Toyota’s Prius-derived Hybrid Synergy Drive is the one thing the engineers left alone. Its fuel economy remains the same 43 mpg city, 38 highway, 41 combined for the LE; the SE/XLE is rated 40 mpg, city 38 highway, and 40 combined.
This is up to 13 mpg better than the non-hybrid four-cylinder Camry, and the electric-assisted hybrid car scoots a bit quicker.
The hybrid uses a four-cylinder 2.5-liter, DOHC, 16-valve Atkinson-cycle engine with alloy engine block and cylinder heads. Output is 156 horsepower and 156 pound-feet of torque at 5,700 rpm and 4,500 rpm respectively.
Adding to the mix is a permanent magnet AC synchronous motor with 141 horsepower at 4,500 rpm and 199 pound-feet of torque between 0-1,550 rpm. A 6.5 amp-hour / 650 volt maximum power sealed nickel metal hydride battery pack concealed in the trunk stores the juice – replenished by regenerative braking and a motor generator.
Because the gasoline and electric sources achieve peak power at different operational speeds, Toyota calculates peak horsepower at 200. Peak hybrid system torque is top secret – or at least Toyota doesn’t tell, but it feels like low 200 pounds-feet range in the 3,500-3,600 pound car.
Power is routed through a continuously variable transmission with three drive modes – hybrid, ECO, and EV for low-speed, short-range electric propulsion.
While humans only get older, Toyota says the Camry is “getting younger.” This seeming impossibility contrived by marketers refers to styling which is said to be more “bold” and “expressive” – and despite Toyota’s suggestive verbiage, we think it is.
The sportiest Camry model is the XSE non-hybrid which can come with a V6, but speaking of the hybrid, it shares the new panels and creases, a 0.4-inch (10 mm) wider track to back up the look, and 150 spot welds in the door opening flanges.
This allowed the engineers to re-tune the Macpherson strut front, multi-link rear suspension to make this the “best-handling and most comfortable-riding Camry ever.”
Toyota’s goal was not to make a full-on sports sedan, but just to take the road manners and classiness factor up a notch.
The new look is sharper, more aggressive even. There are sportier cars out there in the non-hybrid world, including the Mazda6. But when talking hybrid, if you want style, the Ford Fusion Hybrid is still sharp but has been around for a few years, and if you want economy and function, Honda’s Accord released last year still has our full attention.
The 1.8-inch longer Camry is better though. The face looks more purposeful, less conservative and can be augmented with available LED low and high beams with auto static leveling, and integrated front turn signals and LED daytime running lights.
Materials used now include more soft-touch plastics to add to the upscale feeling. The centerstack feels more functional, not that the previous car was especially lacking.
Roominess, not a problem before, is slightly improved, and the car is a comfortable place to spend time.

### [Information shown]
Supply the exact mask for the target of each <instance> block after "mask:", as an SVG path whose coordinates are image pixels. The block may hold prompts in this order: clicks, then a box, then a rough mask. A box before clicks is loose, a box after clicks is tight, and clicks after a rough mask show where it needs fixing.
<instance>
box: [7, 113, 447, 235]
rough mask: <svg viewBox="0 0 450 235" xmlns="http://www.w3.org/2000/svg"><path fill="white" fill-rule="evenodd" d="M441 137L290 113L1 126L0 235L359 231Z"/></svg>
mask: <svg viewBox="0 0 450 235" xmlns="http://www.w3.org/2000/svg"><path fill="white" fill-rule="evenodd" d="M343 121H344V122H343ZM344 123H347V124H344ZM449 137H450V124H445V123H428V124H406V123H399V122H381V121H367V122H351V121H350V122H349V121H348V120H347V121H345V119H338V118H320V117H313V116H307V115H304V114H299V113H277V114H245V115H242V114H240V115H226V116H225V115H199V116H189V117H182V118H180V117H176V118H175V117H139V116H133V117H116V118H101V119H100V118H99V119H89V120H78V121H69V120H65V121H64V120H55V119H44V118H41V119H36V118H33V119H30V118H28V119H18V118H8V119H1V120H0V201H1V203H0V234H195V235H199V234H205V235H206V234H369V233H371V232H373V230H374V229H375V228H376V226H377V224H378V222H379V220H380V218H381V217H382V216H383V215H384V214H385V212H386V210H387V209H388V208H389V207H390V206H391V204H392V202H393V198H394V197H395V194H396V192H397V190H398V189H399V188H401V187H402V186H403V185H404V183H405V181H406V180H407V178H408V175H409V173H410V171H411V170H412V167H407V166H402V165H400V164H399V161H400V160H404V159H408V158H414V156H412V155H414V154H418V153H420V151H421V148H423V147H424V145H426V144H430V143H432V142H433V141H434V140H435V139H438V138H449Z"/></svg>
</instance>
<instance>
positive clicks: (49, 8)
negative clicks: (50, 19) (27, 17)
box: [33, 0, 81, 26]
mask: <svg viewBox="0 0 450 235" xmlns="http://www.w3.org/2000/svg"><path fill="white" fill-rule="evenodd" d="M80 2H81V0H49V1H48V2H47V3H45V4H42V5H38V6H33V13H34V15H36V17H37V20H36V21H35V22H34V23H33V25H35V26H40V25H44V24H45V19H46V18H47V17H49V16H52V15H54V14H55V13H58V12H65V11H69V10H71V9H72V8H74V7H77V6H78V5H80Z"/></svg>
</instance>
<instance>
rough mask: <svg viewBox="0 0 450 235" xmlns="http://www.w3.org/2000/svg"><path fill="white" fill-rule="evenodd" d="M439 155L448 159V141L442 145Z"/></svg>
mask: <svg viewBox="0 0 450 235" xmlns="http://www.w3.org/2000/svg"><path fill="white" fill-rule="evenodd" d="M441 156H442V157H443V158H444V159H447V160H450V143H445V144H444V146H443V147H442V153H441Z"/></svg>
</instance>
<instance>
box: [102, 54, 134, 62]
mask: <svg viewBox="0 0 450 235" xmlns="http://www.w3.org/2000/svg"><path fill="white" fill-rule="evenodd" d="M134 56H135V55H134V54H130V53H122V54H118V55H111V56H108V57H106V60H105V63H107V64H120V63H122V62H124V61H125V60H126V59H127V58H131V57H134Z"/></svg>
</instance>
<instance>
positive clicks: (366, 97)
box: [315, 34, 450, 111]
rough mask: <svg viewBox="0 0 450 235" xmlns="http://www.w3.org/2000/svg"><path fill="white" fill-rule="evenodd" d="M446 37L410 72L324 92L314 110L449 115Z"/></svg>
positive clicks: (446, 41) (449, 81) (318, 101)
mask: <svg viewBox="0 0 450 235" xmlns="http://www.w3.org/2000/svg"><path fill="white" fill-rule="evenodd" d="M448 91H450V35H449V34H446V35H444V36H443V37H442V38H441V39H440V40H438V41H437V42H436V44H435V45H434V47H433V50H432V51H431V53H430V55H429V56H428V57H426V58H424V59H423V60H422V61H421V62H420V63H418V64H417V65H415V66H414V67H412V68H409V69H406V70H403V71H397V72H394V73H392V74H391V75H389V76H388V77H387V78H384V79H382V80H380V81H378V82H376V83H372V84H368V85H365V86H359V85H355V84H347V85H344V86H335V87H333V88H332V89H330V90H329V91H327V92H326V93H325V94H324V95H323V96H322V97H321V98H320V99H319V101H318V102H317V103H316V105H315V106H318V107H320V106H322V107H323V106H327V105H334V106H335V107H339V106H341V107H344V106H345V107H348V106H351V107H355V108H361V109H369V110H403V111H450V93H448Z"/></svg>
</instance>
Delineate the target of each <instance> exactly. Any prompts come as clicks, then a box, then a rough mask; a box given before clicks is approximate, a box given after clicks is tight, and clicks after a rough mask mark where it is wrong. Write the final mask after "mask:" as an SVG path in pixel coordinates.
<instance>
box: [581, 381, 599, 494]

### [Complete the following]
1. In the Camry Hybrid review, what peak horsepower does Toyota calculate for the hybrid system?
2. Resume the Camry Hybrid review, picking up after its final sentence.

### [Solved tasks]
1. 200 horsepower.

2.
Infotainment including the new and effective Entune system employs a bevy of connectedness to integrate with your smartphone and offers functions like SiriusXM satellite radio. The hybrid isn’t offered with an optional 7-inch touchscreen, but the 6.1-inch standard screen works fine.
SEE ALSO: 2015 Camry Gets New Look; Camry Hybrid Gets SE TrimNew also is an enclosed bin in front of the shifter with 12-volt power port, USB port and available is a wireless charging system compatible with certain smart phones.
The gauges include a new 4.2-inch TFT display and overall, the car’s interface keeps drivers apprised of most any info and features one could want, including audio, navigation, warnings and communications and tire pressure monitoring.
The car has 10 airbags, and available is a plethora of advanced safety features including Pre-Collision System, Adaptive Cruise Control, Lane Departure Alert with Auto High Beam Lane Departure Alert, and Blind Spot Monitor with Rear Cross Traffic Alert.
Everything we’ve come to expect from the Camry Hybrid has been improved except the fuel economy.
That remains the same and we saw high 30s driving in a hurry, and the EPA numbers are not exaggerated, and can be beaten when moderate or greater care is taken. With extraordinary care, we’ve seen as high as 58 mpg with the 2012 model that uses the same drivetrain.
All else about the new Camry Hybrid is a tad more upscale and enjoyable. Inside, the ergonomics feel nicer with the higher quality dash and other surfaces. Noise level has been reduced – Toyota says 30-percent more sound deadening has been added, and body lines and outboard mirrors were designed to minimize wind noise.
Acceleration to 60 feels a bit quicker than Toyota’s 7.6-second estimate and Motor Trend did get the car to hit that all-important benchmark in 7.2 seconds and the quarter mile in 15.5 seconds. That’s not pokey, and this also means it’s an admirable highway car with good passing power, and on-ramp acceleration.
Cornering and bump attenuation has been mildly improved. The car feels composed in bends just as it does in a straight line, and the extra chassis rigidity and suspension tweaks contribute to taking the car up a notch.
Body roll is controlled, and steering feel is predictable. The vehicle accepts quick steering transitions without fuss and while it’s always been a capable car, it is now more engaging.
Low rolling resistance tires are not the grippiest on the road, will break loose if you punch it from zero taking a turn, and can protest at the limits of adhesion, but they stick respectably in all normal situations.
Brakes can be a bit grabby, but can be gotten used to.
Toyota may not specifically declare the Camry was refined to make it more hip against a sea of competitors that are in ways better, but it gives it all away in its own marketing copy.
“Expressive. Athletic. Exciting. Yes, It’s a Camry,” says the automaker.
That says it all. Toyota knew the Camry’s reputation wasn’t renowned for those attributes, and implicitly admits it needed an updated identity.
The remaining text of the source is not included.